**EXERCISE DESCRIPTION:** Rewrite the material below, replacing "in the image" with "in the photo" wherever it occurs and keeping everything else unchanged. Leave the pictures out of your answer.

Bounding box data excerpts
---+---
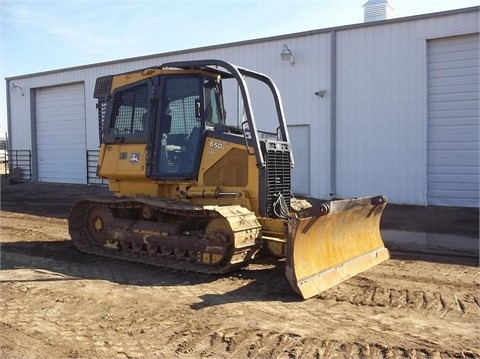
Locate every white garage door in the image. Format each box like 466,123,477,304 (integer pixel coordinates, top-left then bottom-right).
288,125,310,196
427,34,480,207
35,84,87,183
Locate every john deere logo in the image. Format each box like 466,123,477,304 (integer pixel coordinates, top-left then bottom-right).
130,152,140,165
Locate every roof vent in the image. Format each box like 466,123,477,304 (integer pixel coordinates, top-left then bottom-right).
363,0,394,22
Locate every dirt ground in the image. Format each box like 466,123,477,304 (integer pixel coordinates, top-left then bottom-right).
0,183,480,359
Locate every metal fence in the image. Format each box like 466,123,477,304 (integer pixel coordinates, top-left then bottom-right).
0,150,32,181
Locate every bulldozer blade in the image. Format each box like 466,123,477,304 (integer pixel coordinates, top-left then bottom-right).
285,196,390,299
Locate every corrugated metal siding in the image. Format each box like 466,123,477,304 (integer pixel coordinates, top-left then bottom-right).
337,23,426,204
336,12,479,205
35,84,87,183
428,34,480,207
5,11,479,205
---+---
**COMPLETED TASK:**
Locate every white garage door in the photo. Format each box like 466,123,477,304 (integer pixel coordinates, top-left then bottom-right).
288,125,310,196
427,34,480,207
35,84,87,183
Locate every john deere logo in the photo. Format each box like 466,123,477,304 (integer pixel coordinates, top-left then bottom-right).
130,152,140,165
Locate every roof vent in the photo. Format each box like 466,123,477,304 (integer pixel coordinates, top-left then bottom-right).
363,0,394,22
Locate every dirt ground in the photo. Format each box like 466,123,477,304 (integer pixel coordinates, top-left then bottom-right).
0,183,480,359
Locate every metal fence in the photo. Format each box like 466,123,477,304 (integer pixel coordinates, top-left then bottom-right).
0,150,32,181
Locate every bulldozer blade in the photo. Format each box like 466,123,477,304 (integer pixel coordinates, top-left then bottom-right).
285,196,390,299
Locate every corrugated metal siding in the photo. Format each box like 466,123,477,304 (integer pixel coordinates, top-left then bottom-right).
337,23,426,204
336,12,479,205
35,84,87,183
428,34,480,207
5,11,479,205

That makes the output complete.